• _Stated exercise_
Below, copy the part of the listing that starts at the line containing "# Locate every" and ends at the line containing "[300,438,349,461]", with both of those lines included and every line kept unchanged.

• _Supplied entries_
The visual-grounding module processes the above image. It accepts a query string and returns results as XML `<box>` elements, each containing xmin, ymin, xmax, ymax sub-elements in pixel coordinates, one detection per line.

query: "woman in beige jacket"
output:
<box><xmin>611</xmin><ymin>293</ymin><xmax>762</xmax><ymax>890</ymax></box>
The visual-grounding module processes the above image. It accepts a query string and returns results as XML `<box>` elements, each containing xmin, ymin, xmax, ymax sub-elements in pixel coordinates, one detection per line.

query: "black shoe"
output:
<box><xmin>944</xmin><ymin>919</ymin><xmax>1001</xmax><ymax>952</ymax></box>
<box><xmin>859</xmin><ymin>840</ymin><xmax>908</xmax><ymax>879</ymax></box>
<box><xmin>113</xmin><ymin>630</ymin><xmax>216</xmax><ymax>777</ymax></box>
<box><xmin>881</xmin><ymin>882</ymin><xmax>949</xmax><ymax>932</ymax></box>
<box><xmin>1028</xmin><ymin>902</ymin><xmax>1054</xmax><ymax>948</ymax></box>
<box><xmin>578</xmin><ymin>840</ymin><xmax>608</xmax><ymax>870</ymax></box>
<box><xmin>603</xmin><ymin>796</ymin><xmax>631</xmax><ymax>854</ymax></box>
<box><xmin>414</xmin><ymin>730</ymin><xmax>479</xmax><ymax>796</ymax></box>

==

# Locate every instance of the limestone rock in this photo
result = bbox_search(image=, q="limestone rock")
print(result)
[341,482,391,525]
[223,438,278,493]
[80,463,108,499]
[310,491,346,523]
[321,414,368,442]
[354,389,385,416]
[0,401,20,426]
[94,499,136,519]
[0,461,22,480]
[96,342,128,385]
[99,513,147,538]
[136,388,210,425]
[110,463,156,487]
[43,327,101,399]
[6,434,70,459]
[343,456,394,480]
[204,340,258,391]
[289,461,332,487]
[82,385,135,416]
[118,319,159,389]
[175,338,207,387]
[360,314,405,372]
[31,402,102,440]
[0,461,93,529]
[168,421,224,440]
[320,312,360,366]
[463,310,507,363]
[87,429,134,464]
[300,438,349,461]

• _Correct response_
# Locate every instance of the limestone rock in this photo
result = bbox_search(image=, q="limestone rock")
print(result)
[341,482,391,525]
[223,438,278,493]
[80,463,108,499]
[310,491,346,523]
[321,414,368,442]
[354,389,385,416]
[0,401,20,426]
[94,499,136,519]
[0,461,22,480]
[96,342,128,385]
[99,513,147,538]
[136,388,210,425]
[110,463,156,487]
[43,327,101,399]
[6,434,70,459]
[343,456,394,480]
[204,340,258,391]
[289,461,332,487]
[82,385,135,416]
[118,319,159,389]
[175,338,207,387]
[360,314,405,372]
[31,402,102,440]
[0,461,93,529]
[168,421,224,440]
[320,312,360,366]
[463,310,507,363]
[87,429,134,464]
[300,438,349,461]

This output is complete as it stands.